(DATA FOR THIS EXERCISE)

____________________

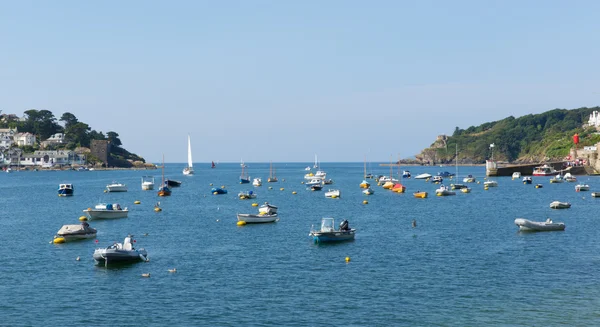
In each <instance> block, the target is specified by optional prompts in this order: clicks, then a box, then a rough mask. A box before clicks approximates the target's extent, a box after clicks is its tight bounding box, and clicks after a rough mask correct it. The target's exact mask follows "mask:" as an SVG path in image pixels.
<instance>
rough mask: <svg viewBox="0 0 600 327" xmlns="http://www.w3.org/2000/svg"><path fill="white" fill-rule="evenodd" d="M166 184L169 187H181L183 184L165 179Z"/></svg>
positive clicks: (180, 182) (174, 180)
mask: <svg viewBox="0 0 600 327" xmlns="http://www.w3.org/2000/svg"><path fill="white" fill-rule="evenodd" d="M165 184H167V186H170V187H179V186H181V182H180V181H176V180H173V179H165Z"/></svg>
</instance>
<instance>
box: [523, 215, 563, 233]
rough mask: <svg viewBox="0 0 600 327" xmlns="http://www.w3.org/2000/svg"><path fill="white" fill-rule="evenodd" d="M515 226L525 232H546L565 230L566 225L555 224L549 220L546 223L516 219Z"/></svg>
mask: <svg viewBox="0 0 600 327" xmlns="http://www.w3.org/2000/svg"><path fill="white" fill-rule="evenodd" d="M515 225H517V226H519V230H520V231H523V232H546V231H557V230H565V223H555V222H553V221H552V219H550V218H548V219H546V221H531V220H528V219H525V218H517V219H515Z"/></svg>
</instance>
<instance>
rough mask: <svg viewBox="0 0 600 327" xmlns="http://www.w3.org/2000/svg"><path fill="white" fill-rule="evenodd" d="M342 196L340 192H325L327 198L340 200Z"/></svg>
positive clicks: (339, 191) (332, 189) (337, 191)
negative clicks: (340, 197)
mask: <svg viewBox="0 0 600 327" xmlns="http://www.w3.org/2000/svg"><path fill="white" fill-rule="evenodd" d="M340 196H341V192H340V190H334V189H329V190H328V191H327V192H325V197H326V198H339V197H340Z"/></svg>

____________________

(TASK ITEM) Write out the material above without changing a word, and skip any picture.

(RESULT FOR THIS EXERCISE)
In each <instance> block, the target is specified by optional prompts in this order: clicks, then a box, then a rough mask. A box before clicks approximates the target's extent, a box after clicks is its tight bounding box, and clicks after a rough mask correct it. The target's exact mask follows "mask:" as an SVG path in image pixels.
<instance>
rough mask: <svg viewBox="0 0 600 327" xmlns="http://www.w3.org/2000/svg"><path fill="white" fill-rule="evenodd" d="M166 184L169 187H181L183 184L165 179Z"/></svg>
positive clicks: (180, 182) (174, 180)
mask: <svg viewBox="0 0 600 327" xmlns="http://www.w3.org/2000/svg"><path fill="white" fill-rule="evenodd" d="M165 184H167V186H170V187H179V186H181V182H180V181H176V180H173V179H165Z"/></svg>
</instance>
<instance>
box: [523, 215, 563, 233]
rough mask: <svg viewBox="0 0 600 327" xmlns="http://www.w3.org/2000/svg"><path fill="white" fill-rule="evenodd" d="M515 226L525 232H546L565 230L566 225L555 224L549 220L546 223L516 219Z"/></svg>
mask: <svg viewBox="0 0 600 327" xmlns="http://www.w3.org/2000/svg"><path fill="white" fill-rule="evenodd" d="M515 225H517V226H519V230H520V231H523V232H546V231H557V230H565V223H555V222H553V221H552V219H550V218H548V219H546V221H531V220H528V219H525V218H517V219H515Z"/></svg>
</instance>
<instance>
rough mask: <svg viewBox="0 0 600 327" xmlns="http://www.w3.org/2000/svg"><path fill="white" fill-rule="evenodd" d="M342 196L340 192H325L327 198L340 200Z"/></svg>
positive clicks: (339, 191) (332, 189) (337, 191)
negative clicks: (340, 197)
mask: <svg viewBox="0 0 600 327" xmlns="http://www.w3.org/2000/svg"><path fill="white" fill-rule="evenodd" d="M340 196H341V192H340V190H334V189H329V190H328V191H327V192H325V197H326V198H339V197H340Z"/></svg>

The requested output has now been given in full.